DATA PROVIDED
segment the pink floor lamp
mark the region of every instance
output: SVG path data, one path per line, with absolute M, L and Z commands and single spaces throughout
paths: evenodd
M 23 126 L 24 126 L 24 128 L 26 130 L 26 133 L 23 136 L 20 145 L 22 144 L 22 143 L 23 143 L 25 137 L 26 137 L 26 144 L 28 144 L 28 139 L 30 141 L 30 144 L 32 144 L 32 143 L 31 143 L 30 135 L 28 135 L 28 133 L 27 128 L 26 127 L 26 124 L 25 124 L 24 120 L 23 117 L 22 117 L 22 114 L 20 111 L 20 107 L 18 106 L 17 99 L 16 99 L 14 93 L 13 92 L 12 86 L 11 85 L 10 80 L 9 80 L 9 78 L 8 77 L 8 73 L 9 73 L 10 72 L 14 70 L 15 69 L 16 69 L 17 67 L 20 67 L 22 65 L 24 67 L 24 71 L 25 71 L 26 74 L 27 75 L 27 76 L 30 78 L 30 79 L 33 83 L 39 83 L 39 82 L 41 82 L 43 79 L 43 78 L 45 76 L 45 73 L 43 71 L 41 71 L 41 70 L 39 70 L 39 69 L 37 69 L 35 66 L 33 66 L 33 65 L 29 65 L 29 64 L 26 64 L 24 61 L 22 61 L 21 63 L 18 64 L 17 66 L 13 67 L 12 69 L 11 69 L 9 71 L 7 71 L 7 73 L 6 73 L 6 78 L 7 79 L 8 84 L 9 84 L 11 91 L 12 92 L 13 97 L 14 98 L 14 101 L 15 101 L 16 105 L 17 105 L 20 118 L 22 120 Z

DO THIS
Render every line of the items above as a JSON list of strings, one string per line, leaving out any blank lines.

RESPONSE
[
  "segment the pink floor lamp",
  "mark the region of every instance",
  "output: SVG path data, one path per line, with absolute M, L and Z commands and single spaces throughout",
  "paths: evenodd",
  "M 23 126 L 24 126 L 24 128 L 26 130 L 26 133 L 23 136 L 20 145 L 22 144 L 22 143 L 23 143 L 25 137 L 26 137 L 26 144 L 28 144 L 28 139 L 30 141 L 30 144 L 32 144 L 32 143 L 31 143 L 30 135 L 28 135 L 28 133 L 27 128 L 26 127 L 26 124 L 25 124 L 24 120 L 23 117 L 22 117 L 22 114 L 20 111 L 20 107 L 18 106 L 17 99 L 16 99 L 14 93 L 13 92 L 12 86 L 11 85 L 10 80 L 9 80 L 9 78 L 8 77 L 8 73 L 9 73 L 10 72 L 14 70 L 15 69 L 16 69 L 17 67 L 20 67 L 22 65 L 24 67 L 24 71 L 25 71 L 26 74 L 27 75 L 27 76 L 30 78 L 30 79 L 33 83 L 39 83 L 39 82 L 41 82 L 43 79 L 43 78 L 45 76 L 45 73 L 43 71 L 41 71 L 41 70 L 39 70 L 39 69 L 37 69 L 35 66 L 33 66 L 33 65 L 29 65 L 29 64 L 26 64 L 24 61 L 22 61 L 21 63 L 18 64 L 17 66 L 13 67 L 12 69 L 11 69 L 9 71 L 7 71 L 7 73 L 6 73 L 6 78 L 7 79 L 8 84 L 9 84 L 11 91 L 12 92 L 13 97 L 14 98 L 14 101 L 15 101 L 16 105 L 17 105 L 20 118 L 22 120 Z"
]